EXERCISE
Rescale the rows below by copying out every line, requests included, with each coordinate in the answers multiplied by 0.85. Round the results to whole numbers, with halves rounded up.

(Object position labeling entries)
= = = = =
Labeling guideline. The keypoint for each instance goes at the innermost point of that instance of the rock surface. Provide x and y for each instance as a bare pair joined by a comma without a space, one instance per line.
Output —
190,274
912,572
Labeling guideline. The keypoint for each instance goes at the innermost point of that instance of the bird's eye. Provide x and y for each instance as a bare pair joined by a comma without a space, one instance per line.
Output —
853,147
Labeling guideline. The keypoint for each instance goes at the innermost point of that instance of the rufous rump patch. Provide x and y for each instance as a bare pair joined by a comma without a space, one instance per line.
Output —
= = = = =
ANSWER FOR THE TASK
Labeling guideline. The keypoint for each instance goes at the innermost point of that instance of the rock surface. Provide x and y for each instance as a bare pair joined by a comma without a space, one instance per line.
Output —
162,233
775,486
Labeling guideline. The keypoint for each instance goes at the innermost point of that instance of the bird's eye. Provide x and y for each instance as a bare pair joined by a comma without a space, one instance per line.
Output —
725,125
Labeling guideline. The keypoint for each instance goes at the innermost point of that instance of the rufous rump patch. Provide x and y for each instance as a bare pair joined by a comma without a space, one instance per line.
Output —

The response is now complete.